Material provided →
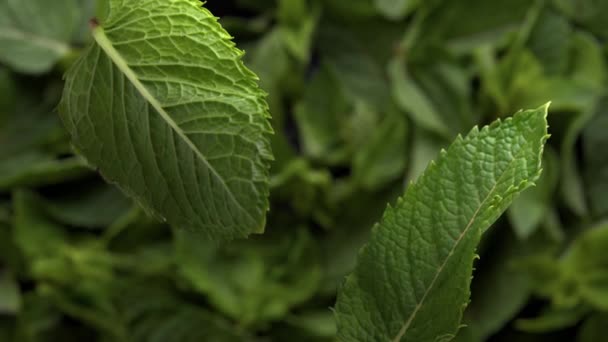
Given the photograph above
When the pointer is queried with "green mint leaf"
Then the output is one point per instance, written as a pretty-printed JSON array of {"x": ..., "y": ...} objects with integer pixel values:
[
  {"x": 35, "y": 35},
  {"x": 412, "y": 280},
  {"x": 162, "y": 104}
]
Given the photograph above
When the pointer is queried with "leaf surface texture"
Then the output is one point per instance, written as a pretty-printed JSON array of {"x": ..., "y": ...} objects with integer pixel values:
[
  {"x": 412, "y": 280},
  {"x": 162, "y": 104}
]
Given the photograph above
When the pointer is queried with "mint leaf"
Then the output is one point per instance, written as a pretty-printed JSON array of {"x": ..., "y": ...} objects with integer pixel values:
[
  {"x": 35, "y": 35},
  {"x": 412, "y": 280},
  {"x": 162, "y": 104}
]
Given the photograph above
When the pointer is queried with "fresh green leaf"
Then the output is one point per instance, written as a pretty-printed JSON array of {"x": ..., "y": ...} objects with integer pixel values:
[
  {"x": 163, "y": 90},
  {"x": 419, "y": 259}
]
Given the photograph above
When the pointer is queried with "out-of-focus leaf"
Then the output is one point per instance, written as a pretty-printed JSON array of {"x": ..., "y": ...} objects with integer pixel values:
[
  {"x": 595, "y": 142},
  {"x": 164, "y": 90},
  {"x": 529, "y": 210},
  {"x": 550, "y": 42},
  {"x": 395, "y": 9},
  {"x": 359, "y": 74},
  {"x": 10, "y": 297},
  {"x": 303, "y": 189},
  {"x": 252, "y": 281},
  {"x": 319, "y": 115},
  {"x": 383, "y": 156},
  {"x": 499, "y": 290},
  {"x": 35, "y": 35},
  {"x": 593, "y": 328},
  {"x": 36, "y": 237},
  {"x": 90, "y": 205},
  {"x": 298, "y": 23},
  {"x": 411, "y": 98},
  {"x": 591, "y": 14},
  {"x": 34, "y": 169},
  {"x": 464, "y": 25},
  {"x": 555, "y": 319},
  {"x": 7, "y": 94}
]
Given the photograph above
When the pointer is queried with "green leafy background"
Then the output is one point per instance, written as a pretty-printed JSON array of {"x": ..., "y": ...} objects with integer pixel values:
[{"x": 363, "y": 95}]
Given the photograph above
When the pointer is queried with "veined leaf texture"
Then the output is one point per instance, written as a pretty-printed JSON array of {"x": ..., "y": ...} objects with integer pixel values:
[
  {"x": 412, "y": 279},
  {"x": 163, "y": 106}
]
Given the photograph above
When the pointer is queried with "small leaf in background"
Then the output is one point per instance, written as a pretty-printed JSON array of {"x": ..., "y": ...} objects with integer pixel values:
[
  {"x": 419, "y": 258},
  {"x": 395, "y": 9},
  {"x": 595, "y": 141},
  {"x": 35, "y": 35},
  {"x": 251, "y": 282},
  {"x": 190, "y": 129},
  {"x": 10, "y": 297}
]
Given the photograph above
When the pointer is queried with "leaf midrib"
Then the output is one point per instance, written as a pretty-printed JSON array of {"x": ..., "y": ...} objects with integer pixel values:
[
  {"x": 412, "y": 316},
  {"x": 106, "y": 45}
]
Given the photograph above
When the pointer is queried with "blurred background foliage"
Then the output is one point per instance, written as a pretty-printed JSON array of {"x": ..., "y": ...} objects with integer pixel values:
[{"x": 363, "y": 95}]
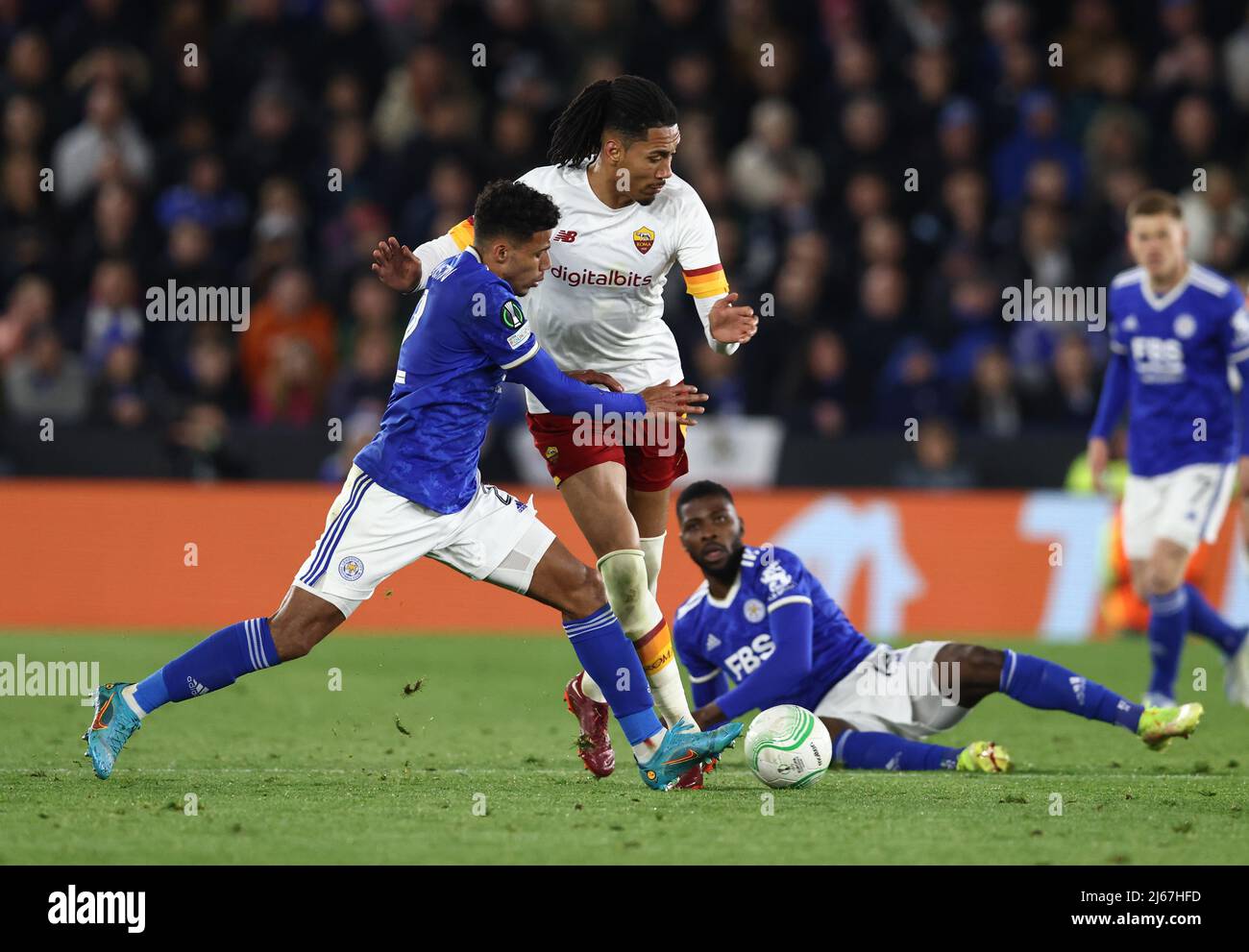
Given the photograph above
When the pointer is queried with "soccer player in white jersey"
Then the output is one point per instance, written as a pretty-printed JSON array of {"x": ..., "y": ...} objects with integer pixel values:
[
  {"x": 415, "y": 490},
  {"x": 624, "y": 220},
  {"x": 1178, "y": 335}
]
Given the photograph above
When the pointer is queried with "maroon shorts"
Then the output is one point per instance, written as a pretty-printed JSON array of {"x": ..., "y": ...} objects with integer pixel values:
[{"x": 652, "y": 457}]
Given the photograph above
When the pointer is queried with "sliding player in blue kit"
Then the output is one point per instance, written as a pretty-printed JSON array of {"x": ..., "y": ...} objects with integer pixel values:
[
  {"x": 762, "y": 620},
  {"x": 416, "y": 490},
  {"x": 1178, "y": 333}
]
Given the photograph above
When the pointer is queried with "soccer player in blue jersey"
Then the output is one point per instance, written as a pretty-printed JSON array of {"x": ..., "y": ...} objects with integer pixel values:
[
  {"x": 763, "y": 622},
  {"x": 416, "y": 490},
  {"x": 1179, "y": 335}
]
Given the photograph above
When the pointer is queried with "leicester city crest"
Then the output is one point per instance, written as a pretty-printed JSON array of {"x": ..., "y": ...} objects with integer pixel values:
[
  {"x": 512, "y": 315},
  {"x": 351, "y": 569}
]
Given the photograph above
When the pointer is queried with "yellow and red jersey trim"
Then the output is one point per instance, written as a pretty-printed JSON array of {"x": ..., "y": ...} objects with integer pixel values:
[
  {"x": 462, "y": 233},
  {"x": 706, "y": 281}
]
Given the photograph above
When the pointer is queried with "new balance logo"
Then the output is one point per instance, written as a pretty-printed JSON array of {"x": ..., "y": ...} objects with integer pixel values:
[{"x": 1078, "y": 687}]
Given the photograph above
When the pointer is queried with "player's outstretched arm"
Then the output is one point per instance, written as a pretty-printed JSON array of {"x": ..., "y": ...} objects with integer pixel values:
[
  {"x": 396, "y": 266},
  {"x": 1110, "y": 408},
  {"x": 791, "y": 624},
  {"x": 732, "y": 323}
]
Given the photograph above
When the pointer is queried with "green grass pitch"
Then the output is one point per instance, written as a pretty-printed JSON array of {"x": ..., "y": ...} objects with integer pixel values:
[{"x": 287, "y": 771}]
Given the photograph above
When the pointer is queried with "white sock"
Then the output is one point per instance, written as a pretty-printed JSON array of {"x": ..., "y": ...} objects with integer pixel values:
[
  {"x": 652, "y": 551},
  {"x": 638, "y": 612},
  {"x": 644, "y": 751},
  {"x": 128, "y": 695}
]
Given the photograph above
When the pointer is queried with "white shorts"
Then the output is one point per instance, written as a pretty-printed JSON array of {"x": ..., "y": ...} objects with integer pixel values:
[
  {"x": 895, "y": 691},
  {"x": 1185, "y": 506},
  {"x": 370, "y": 533}
]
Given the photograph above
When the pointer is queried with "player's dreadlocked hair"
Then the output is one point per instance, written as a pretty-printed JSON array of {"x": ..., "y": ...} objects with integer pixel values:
[
  {"x": 627, "y": 104},
  {"x": 512, "y": 210}
]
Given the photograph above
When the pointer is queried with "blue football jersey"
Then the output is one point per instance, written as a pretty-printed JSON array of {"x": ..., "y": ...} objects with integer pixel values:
[
  {"x": 466, "y": 332},
  {"x": 731, "y": 635},
  {"x": 1179, "y": 348}
]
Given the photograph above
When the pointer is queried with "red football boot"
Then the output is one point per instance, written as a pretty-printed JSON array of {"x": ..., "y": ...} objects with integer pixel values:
[{"x": 595, "y": 745}]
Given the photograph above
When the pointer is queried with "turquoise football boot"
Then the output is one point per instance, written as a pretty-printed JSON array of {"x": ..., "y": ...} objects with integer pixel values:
[
  {"x": 682, "y": 747},
  {"x": 110, "y": 728}
]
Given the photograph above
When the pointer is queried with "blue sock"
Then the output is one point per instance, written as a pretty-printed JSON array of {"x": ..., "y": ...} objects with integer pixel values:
[
  {"x": 1168, "y": 624},
  {"x": 1052, "y": 687},
  {"x": 215, "y": 662},
  {"x": 877, "y": 749},
  {"x": 608, "y": 657},
  {"x": 1210, "y": 623}
]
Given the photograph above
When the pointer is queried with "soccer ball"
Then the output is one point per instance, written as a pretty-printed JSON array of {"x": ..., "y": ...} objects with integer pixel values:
[{"x": 788, "y": 747}]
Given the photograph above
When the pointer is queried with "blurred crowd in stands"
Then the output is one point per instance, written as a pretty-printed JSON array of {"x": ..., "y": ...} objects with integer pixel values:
[{"x": 877, "y": 170}]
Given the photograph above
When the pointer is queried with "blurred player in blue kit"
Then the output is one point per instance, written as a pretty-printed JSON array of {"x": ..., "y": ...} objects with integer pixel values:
[{"x": 762, "y": 631}]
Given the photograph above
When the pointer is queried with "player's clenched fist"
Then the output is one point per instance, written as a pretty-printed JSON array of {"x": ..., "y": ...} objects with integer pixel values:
[
  {"x": 1098, "y": 456},
  {"x": 729, "y": 324},
  {"x": 396, "y": 265},
  {"x": 679, "y": 399}
]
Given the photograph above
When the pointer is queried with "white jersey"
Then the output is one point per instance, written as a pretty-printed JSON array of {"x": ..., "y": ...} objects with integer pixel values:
[{"x": 600, "y": 304}]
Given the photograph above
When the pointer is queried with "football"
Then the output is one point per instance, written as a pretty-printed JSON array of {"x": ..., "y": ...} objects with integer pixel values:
[{"x": 788, "y": 747}]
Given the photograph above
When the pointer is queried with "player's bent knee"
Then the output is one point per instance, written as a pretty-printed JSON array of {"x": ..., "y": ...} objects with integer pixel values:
[
  {"x": 1161, "y": 580},
  {"x": 588, "y": 595},
  {"x": 301, "y": 623}
]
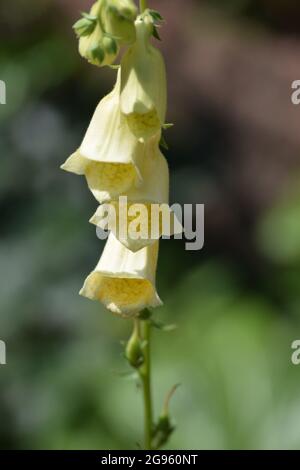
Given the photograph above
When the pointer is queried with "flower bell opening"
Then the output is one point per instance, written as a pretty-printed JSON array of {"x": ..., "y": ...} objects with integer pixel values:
[{"x": 124, "y": 297}]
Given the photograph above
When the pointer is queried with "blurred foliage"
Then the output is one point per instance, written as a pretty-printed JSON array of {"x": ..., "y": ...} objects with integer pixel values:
[{"x": 65, "y": 384}]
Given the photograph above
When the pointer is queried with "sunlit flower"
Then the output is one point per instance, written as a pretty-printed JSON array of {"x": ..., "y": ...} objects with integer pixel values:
[
  {"x": 118, "y": 18},
  {"x": 143, "y": 84},
  {"x": 110, "y": 155},
  {"x": 143, "y": 215},
  {"x": 124, "y": 281}
]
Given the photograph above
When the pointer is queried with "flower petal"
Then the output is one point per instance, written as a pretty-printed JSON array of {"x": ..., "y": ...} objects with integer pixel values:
[
  {"x": 143, "y": 215},
  {"x": 124, "y": 281},
  {"x": 110, "y": 155}
]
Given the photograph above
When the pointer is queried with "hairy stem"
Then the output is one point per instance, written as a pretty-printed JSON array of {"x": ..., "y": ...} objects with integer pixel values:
[{"x": 145, "y": 374}]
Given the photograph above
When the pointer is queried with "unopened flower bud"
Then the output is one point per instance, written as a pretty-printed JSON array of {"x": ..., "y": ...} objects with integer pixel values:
[
  {"x": 85, "y": 26},
  {"x": 133, "y": 352},
  {"x": 118, "y": 20}
]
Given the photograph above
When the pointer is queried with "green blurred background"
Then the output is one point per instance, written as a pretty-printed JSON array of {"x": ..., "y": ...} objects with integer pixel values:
[{"x": 235, "y": 148}]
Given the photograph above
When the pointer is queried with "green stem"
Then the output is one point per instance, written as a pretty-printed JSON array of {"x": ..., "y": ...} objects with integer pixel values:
[
  {"x": 145, "y": 374},
  {"x": 143, "y": 5}
]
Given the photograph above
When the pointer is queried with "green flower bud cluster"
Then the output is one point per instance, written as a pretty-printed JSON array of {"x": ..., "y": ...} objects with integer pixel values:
[
  {"x": 108, "y": 26},
  {"x": 134, "y": 349}
]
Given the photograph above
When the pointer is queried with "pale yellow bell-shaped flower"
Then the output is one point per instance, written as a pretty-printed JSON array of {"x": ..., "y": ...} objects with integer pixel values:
[
  {"x": 143, "y": 84},
  {"x": 124, "y": 281},
  {"x": 140, "y": 217},
  {"x": 110, "y": 155}
]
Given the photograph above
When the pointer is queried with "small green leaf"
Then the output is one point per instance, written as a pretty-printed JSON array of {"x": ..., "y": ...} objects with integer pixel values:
[
  {"x": 97, "y": 53},
  {"x": 156, "y": 15},
  {"x": 163, "y": 327},
  {"x": 156, "y": 33},
  {"x": 168, "y": 125},
  {"x": 84, "y": 27},
  {"x": 88, "y": 16},
  {"x": 163, "y": 143}
]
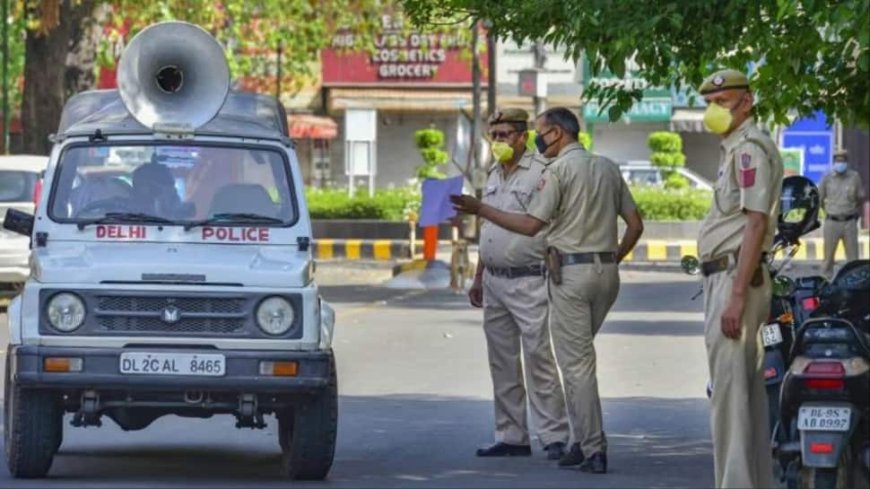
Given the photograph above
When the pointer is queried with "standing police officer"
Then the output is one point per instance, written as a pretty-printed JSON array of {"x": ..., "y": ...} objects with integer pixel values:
[
  {"x": 734, "y": 238},
  {"x": 841, "y": 193},
  {"x": 511, "y": 287},
  {"x": 579, "y": 196}
]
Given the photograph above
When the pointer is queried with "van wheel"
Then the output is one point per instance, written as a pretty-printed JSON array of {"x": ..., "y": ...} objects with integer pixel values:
[
  {"x": 307, "y": 433},
  {"x": 33, "y": 427}
]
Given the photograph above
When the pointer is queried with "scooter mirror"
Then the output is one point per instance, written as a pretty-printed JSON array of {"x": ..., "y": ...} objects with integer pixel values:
[
  {"x": 690, "y": 264},
  {"x": 783, "y": 286}
]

What to produce → Look through the material above and pick out each line holding the word "boot".

Output of the task →
When the pointer is queried with "red football boot"
When the pointer is queried with "turquoise football boot"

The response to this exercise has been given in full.